Region segmentation data
____

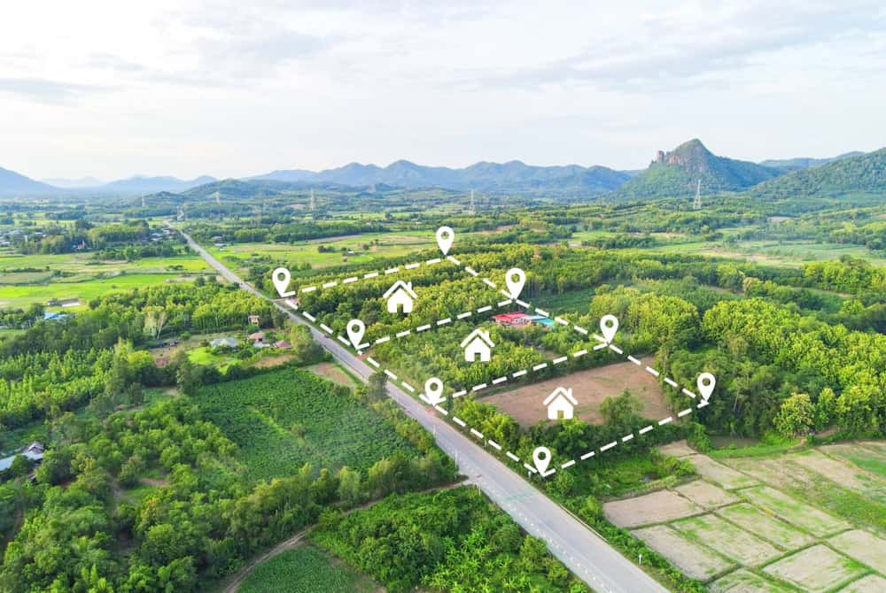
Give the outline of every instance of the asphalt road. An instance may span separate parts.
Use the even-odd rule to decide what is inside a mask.
[[[181,231],[180,231],[181,232]],[[199,253],[220,274],[261,298],[267,297],[243,281],[222,262],[198,245],[185,233],[192,250]],[[293,321],[307,325],[314,338],[335,358],[367,380],[374,369],[350,350],[331,340],[285,305],[271,301]],[[523,476],[496,457],[456,430],[432,409],[414,399],[397,386],[388,383],[388,394],[429,432],[437,444],[452,457],[459,470],[489,498],[504,509],[526,532],[540,537],[551,553],[595,591],[646,593],[667,591],[657,581],[611,548],[602,537],[575,519],[560,505],[541,494]]]

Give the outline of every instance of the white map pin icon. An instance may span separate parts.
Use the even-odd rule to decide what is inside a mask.
[[[717,385],[717,377],[710,373],[702,373],[698,375],[698,381],[696,381],[696,384],[698,386],[698,392],[702,394],[702,397],[706,402],[711,397],[711,394],[714,392],[714,387]]]
[[[424,398],[431,405],[437,405],[443,401],[443,381],[437,377],[431,377],[424,381]]]
[[[455,240],[455,233],[449,227],[440,227],[437,229],[437,244],[439,245],[443,255],[449,253],[449,248]]]
[[[532,463],[535,464],[535,469],[539,470],[539,474],[544,475],[550,462],[551,450],[548,447],[536,447],[532,451]]]
[[[351,343],[354,344],[354,348],[360,348],[364,333],[366,333],[366,326],[360,320],[351,320],[347,322],[347,337],[351,339]]]
[[[286,291],[291,279],[292,277],[290,275],[289,270],[284,267],[278,267],[271,273],[271,280],[274,281],[274,288],[277,289],[277,294],[280,295],[281,298],[291,296],[295,294],[295,290]]]
[[[603,315],[600,318],[600,331],[606,340],[606,343],[612,342],[615,333],[618,331],[618,318],[615,315]]]
[[[518,267],[512,267],[504,274],[504,281],[508,285],[510,297],[517,298],[523,290],[523,285],[526,283],[526,273]]]

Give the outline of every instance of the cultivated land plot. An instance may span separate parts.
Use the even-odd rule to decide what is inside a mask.
[[[666,525],[657,525],[632,531],[657,552],[670,560],[685,574],[707,581],[734,566],[724,558],[682,537]]]
[[[825,445],[821,451],[886,480],[886,451],[857,443]]]
[[[828,543],[835,550],[886,574],[886,540],[853,529],[830,538]]]
[[[711,481],[715,481],[727,490],[759,483],[741,472],[727,467],[706,455],[692,455],[687,458],[696,466],[696,471]]]
[[[664,523],[699,514],[703,511],[695,503],[671,490],[659,490],[603,504],[603,513],[606,518],[620,528]]]
[[[745,566],[757,566],[781,554],[772,544],[755,537],[717,515],[708,514],[675,521],[671,527],[688,539],[705,545]]]
[[[417,454],[366,402],[301,369],[206,386],[194,400],[238,445],[235,457],[253,481],[297,474],[306,463],[365,472],[396,451]]]
[[[668,443],[666,445],[661,445],[658,447],[658,451],[662,455],[667,455],[670,457],[688,457],[696,454],[696,451],[687,444],[686,439]]]
[[[674,489],[677,492],[706,509],[713,509],[724,504],[729,504],[738,500],[738,497],[727,492],[703,480],[694,480],[688,484]]]
[[[882,593],[883,591],[886,591],[886,579],[876,574],[868,574],[840,589],[840,593]]]
[[[781,593],[782,591],[789,593],[794,591],[793,589],[773,582],[743,568],[714,581],[708,587],[708,590],[712,593]]]
[[[802,548],[814,541],[812,535],[747,503],[727,506],[718,511],[717,514],[785,550]]]
[[[823,537],[848,529],[846,521],[804,504],[796,498],[768,486],[756,486],[741,491],[751,503],[774,512],[778,517],[810,533]]]
[[[865,573],[858,562],[821,544],[798,551],[763,570],[812,593],[828,591]]]
[[[521,426],[529,427],[548,418],[545,397],[561,386],[571,388],[579,401],[575,416],[591,424],[602,423],[600,415],[602,401],[618,396],[625,389],[630,389],[643,403],[641,415],[644,418],[657,420],[671,414],[655,377],[630,362],[579,371],[484,397],[483,401],[493,404]]]

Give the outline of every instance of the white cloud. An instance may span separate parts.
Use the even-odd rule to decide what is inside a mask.
[[[35,177],[882,142],[877,2],[34,4],[0,22],[0,166]]]

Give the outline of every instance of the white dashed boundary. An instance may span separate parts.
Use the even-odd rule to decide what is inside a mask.
[[[451,261],[452,263],[455,264],[456,266],[462,266],[462,262],[459,261],[457,258],[454,258],[453,256],[447,257],[447,259],[448,261]],[[434,259],[428,259],[425,262],[424,262],[424,265],[428,265],[428,266],[431,266],[433,264],[440,263],[441,261],[442,261],[441,258],[434,258]],[[416,268],[416,267],[418,267],[418,266],[420,266],[422,265],[423,265],[422,262],[418,262],[418,263],[416,263],[416,264],[407,264],[406,266],[398,266],[398,267],[389,268],[388,270],[385,271],[385,274],[395,273],[399,272],[401,268],[402,269],[415,269],[415,268]],[[467,272],[470,275],[472,275],[474,277],[479,277],[479,273],[477,272],[476,270],[474,270],[470,266],[463,266],[462,267],[462,269],[464,269],[465,272]],[[363,278],[375,278],[375,277],[377,277],[378,275],[379,275],[378,272],[373,272],[373,273],[363,274],[362,277]],[[360,278],[357,277],[357,276],[352,276],[350,278],[345,279],[344,281],[341,281],[341,283],[342,284],[348,284],[348,283],[351,283],[351,282],[354,282],[354,281],[356,281],[359,279]],[[495,282],[494,282],[493,281],[489,280],[488,278],[483,277],[482,280],[483,280],[484,283],[486,284],[487,286],[490,286],[492,288],[497,288],[497,285],[495,284]],[[329,288],[329,287],[331,287],[331,286],[335,286],[336,284],[338,284],[338,282],[327,282],[326,284],[323,284],[323,288]],[[329,285],[329,287],[327,287],[327,285]],[[310,292],[310,291],[315,290],[315,289],[316,289],[315,286],[315,287],[307,287],[307,289],[303,289],[302,292]],[[501,290],[501,293],[505,296],[507,296],[508,298],[506,300],[504,300],[504,301],[501,301],[501,302],[497,303],[495,306],[503,307],[503,306],[506,306],[506,305],[510,304],[512,303],[516,303],[517,304],[520,305],[521,307],[523,307],[524,309],[525,309],[527,311],[534,311],[539,315],[541,315],[541,316],[547,317],[547,318],[550,318],[550,313],[548,312],[547,312],[547,311],[545,311],[543,309],[540,309],[538,307],[535,307],[532,304],[527,303],[525,301],[522,301],[522,300],[520,300],[518,298],[513,298],[513,296],[511,296],[511,294],[509,292],[506,291],[506,290]],[[295,311],[299,310],[298,304],[295,303],[294,301],[292,301],[291,299],[287,299],[285,302],[293,310],[295,310]],[[377,340],[375,340],[373,342],[372,345],[378,344],[378,343],[384,343],[388,342],[388,341],[390,341],[392,339],[394,339],[394,338],[406,337],[407,335],[409,335],[413,332],[415,332],[415,333],[417,334],[417,333],[420,333],[420,332],[431,329],[431,327],[440,327],[440,326],[447,325],[447,324],[451,323],[453,321],[453,317],[455,317],[455,319],[456,319],[456,320],[467,319],[467,318],[470,317],[471,315],[474,315],[475,313],[482,313],[482,312],[486,312],[491,311],[492,308],[493,308],[493,306],[494,305],[484,305],[484,306],[479,307],[479,308],[478,308],[476,310],[465,311],[465,312],[463,312],[462,313],[459,313],[457,315],[452,316],[452,317],[447,317],[447,318],[445,318],[443,320],[437,320],[434,323],[428,323],[428,324],[424,324],[424,325],[419,326],[419,327],[416,327],[415,330],[408,329],[408,330],[403,330],[401,332],[398,332],[398,333],[396,333],[396,334],[393,335],[393,337],[392,337],[390,335],[385,335],[385,336],[382,336],[381,338],[377,338]],[[316,318],[315,318],[313,315],[311,315],[307,312],[302,311],[302,312],[299,312],[301,313],[301,315],[303,317],[305,317],[305,319],[308,320],[312,323],[315,323],[315,324],[316,323]],[[594,339],[595,339],[599,343],[597,343],[596,345],[594,346],[594,350],[603,350],[603,349],[607,349],[608,348],[609,350],[612,350],[616,354],[626,356],[626,358],[630,362],[633,363],[634,365],[636,365],[640,368],[643,368],[647,373],[649,373],[653,376],[655,376],[657,378],[660,377],[661,373],[659,373],[656,369],[652,368],[651,366],[647,366],[644,367],[643,363],[642,363],[642,361],[640,358],[637,358],[636,357],[634,357],[633,355],[630,355],[630,354],[625,355],[624,351],[620,348],[618,348],[615,344],[611,343],[610,342],[608,342],[602,336],[597,335],[596,334],[593,334],[592,335],[585,327],[583,327],[581,326],[575,325],[575,324],[571,324],[567,320],[564,320],[564,319],[563,319],[561,317],[555,317],[553,319],[554,319],[554,322],[555,323],[557,323],[557,324],[559,324],[561,326],[563,326],[563,327],[571,327],[572,329],[574,329],[576,332],[578,332],[579,334],[580,334],[583,336],[592,335],[594,337]],[[326,326],[324,324],[320,324],[320,328],[327,335],[329,335],[330,337],[333,336],[333,332],[332,332],[331,328],[329,327],[329,326]],[[338,336],[335,336],[335,337],[337,337],[338,339],[338,341],[341,342],[342,343],[344,343],[345,345],[346,345],[346,346],[348,346],[350,348],[354,347],[353,344],[351,343],[351,342],[349,340],[346,339],[345,336],[343,336],[343,335],[338,335]],[[362,350],[365,350],[366,348],[369,348],[369,346],[370,346],[370,344],[369,344],[369,343],[360,344],[355,350],[357,350],[358,353],[361,354]],[[571,357],[572,358],[579,358],[581,356],[584,356],[586,354],[587,354],[587,349],[582,349],[582,350],[577,350],[575,352],[572,352],[571,354],[570,354],[568,356],[562,356],[562,357],[554,358],[553,360],[551,360],[549,362],[540,363],[540,364],[535,365],[535,366],[533,366],[532,367],[529,367],[529,368],[525,368],[525,369],[521,369],[521,370],[518,370],[518,371],[515,371],[515,372],[511,373],[509,374],[509,375],[502,375],[501,377],[496,377],[495,379],[492,380],[491,383],[492,383],[492,385],[500,385],[500,384],[504,383],[504,382],[506,382],[506,381],[508,381],[509,380],[513,380],[513,379],[517,379],[517,378],[523,377],[523,376],[528,374],[530,372],[538,372],[538,371],[541,371],[541,370],[543,370],[545,368],[548,368],[548,366],[552,366],[553,367],[553,366],[556,366],[556,365],[563,364],[563,363],[566,362],[567,360],[569,360],[569,358]],[[381,366],[381,364],[377,360],[376,360],[375,358],[373,358],[372,357],[367,357],[366,362],[369,365],[370,365],[373,368],[375,368],[375,369],[377,369],[377,370],[384,373],[388,377],[388,379],[392,381],[392,382],[400,384],[401,387],[403,387],[404,389],[406,389],[410,393],[413,393],[413,394],[416,393],[416,388],[414,388],[413,386],[409,385],[405,381],[400,379],[390,369],[384,368]],[[664,381],[665,383],[667,383],[671,387],[674,388],[675,389],[680,389],[680,385],[677,383],[677,381],[673,381],[670,377],[666,377],[665,376],[665,377],[663,378],[663,380],[664,380]],[[462,390],[459,390],[459,391],[455,391],[455,393],[452,394],[451,397],[453,397],[453,398],[461,397],[462,396],[467,395],[468,393],[474,393],[474,392],[477,392],[477,391],[480,391],[481,389],[485,389],[488,386],[489,386],[489,383],[478,383],[477,385],[471,386],[470,389],[462,389]],[[697,396],[694,392],[692,392],[691,390],[689,390],[687,388],[682,388],[680,389],[680,391],[683,394],[685,394],[687,396],[689,396],[693,399],[697,398]],[[498,443],[495,443],[494,441],[493,441],[491,439],[486,438],[486,436],[484,435],[484,434],[482,432],[480,432],[479,430],[478,430],[476,427],[469,426],[464,420],[462,420],[461,418],[459,418],[458,416],[456,416],[455,414],[451,414],[450,415],[449,412],[447,411],[446,408],[440,406],[439,404],[441,404],[444,401],[446,401],[447,398],[444,397],[442,400],[439,400],[436,404],[431,404],[429,403],[429,400],[426,399],[425,395],[424,393],[419,393],[418,394],[418,398],[423,403],[428,404],[430,407],[432,407],[435,410],[437,410],[438,412],[439,412],[445,417],[448,417],[455,424],[456,424],[460,427],[463,428],[464,430],[468,431],[471,435],[473,435],[476,440],[478,440],[481,443],[484,443],[484,445],[488,445],[488,446],[492,447],[493,449],[494,449],[494,450],[496,450],[496,451],[498,451],[500,452],[503,451],[501,445],[500,445]],[[684,410],[681,410],[680,412],[677,412],[677,417],[678,418],[683,418],[683,417],[688,416],[688,414],[692,413],[693,412],[695,412],[696,410],[700,410],[700,409],[705,407],[706,405],[708,405],[707,400],[703,400],[702,402],[700,402],[697,404],[695,404],[694,406],[690,405],[689,407],[688,407],[688,408],[686,408]],[[669,424],[672,421],[673,421],[673,417],[672,416],[668,416],[667,418],[664,418],[664,419],[658,420],[658,422],[656,423],[656,424],[649,424],[649,425],[648,425],[648,426],[646,426],[646,427],[644,427],[642,428],[640,428],[639,430],[637,430],[636,433],[633,433],[633,432],[629,433],[627,435],[625,435],[624,436],[622,436],[619,439],[616,439],[616,440],[614,440],[614,441],[612,441],[612,442],[610,442],[610,443],[609,443],[607,444],[602,445],[599,448],[588,451],[587,452],[579,455],[577,458],[568,459],[568,460],[566,460],[566,461],[564,461],[564,462],[563,462],[563,463],[560,464],[560,469],[567,469],[569,467],[571,467],[571,466],[575,466],[578,462],[587,461],[587,459],[591,459],[591,458],[596,457],[599,454],[604,453],[604,452],[606,452],[608,451],[610,451],[612,449],[617,448],[619,444],[623,444],[623,443],[628,443],[629,441],[632,441],[636,435],[646,435],[647,433],[654,430],[656,427],[663,427],[663,426],[664,426],[666,424]],[[517,464],[520,463],[520,458],[518,456],[517,456],[514,452],[512,452],[510,451],[504,451],[504,454],[505,454],[505,456],[508,458],[509,458],[514,463],[517,463]],[[527,471],[529,471],[531,474],[538,474],[538,470],[533,466],[531,466],[528,463],[525,463],[523,465],[527,469]],[[548,477],[550,475],[553,475],[556,471],[557,471],[556,468],[552,467],[552,468],[548,469],[544,474],[544,475],[542,477],[547,478],[547,477]]]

____

[Set problem]:
Tally the lines above that contain the word "outline", and give only the number.

[Solved problem]:
5